§ What is being asked
Transcribe all the entries word for word, skipping the pictures.

§ Exercise materials
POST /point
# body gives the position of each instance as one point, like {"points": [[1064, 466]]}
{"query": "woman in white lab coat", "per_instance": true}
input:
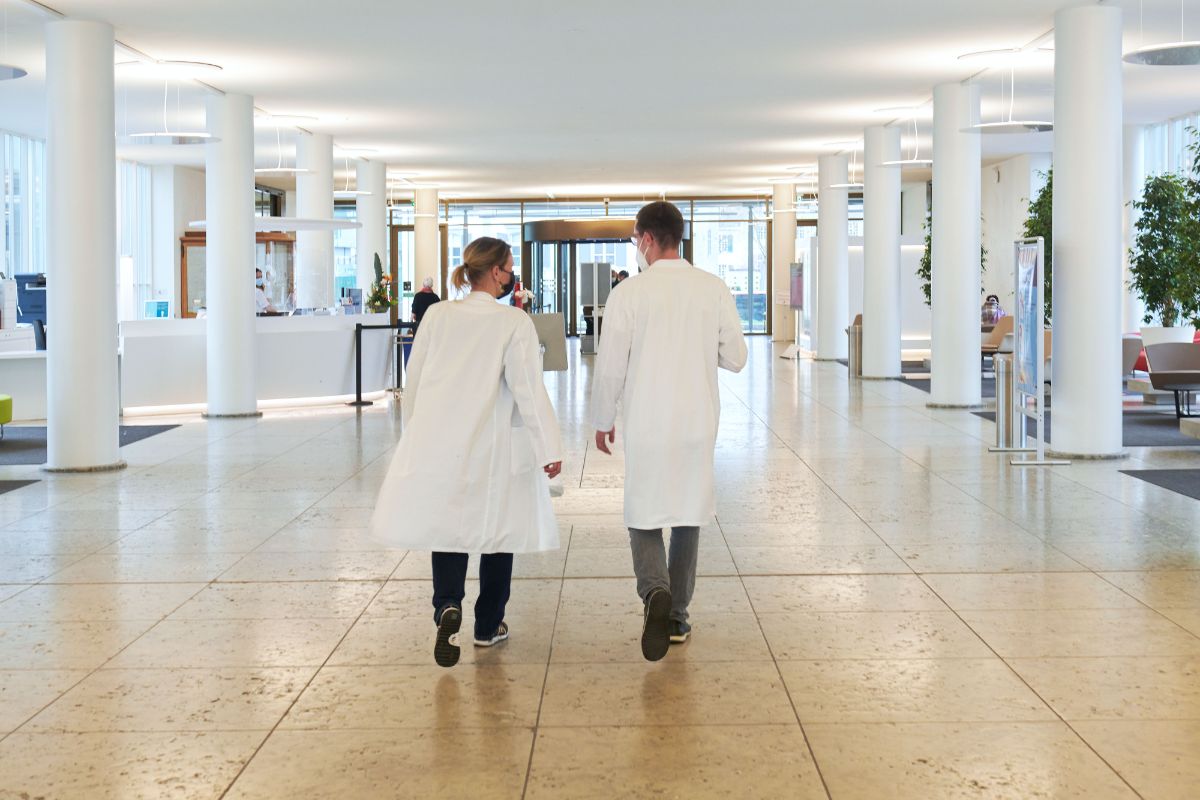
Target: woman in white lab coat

§ Result of the exercise
POST /point
# body gives the position of each instance as one point, like {"points": [[1064, 466]]}
{"query": "woman in white lab coat", "per_instance": true}
input:
Target: woman in white lab coat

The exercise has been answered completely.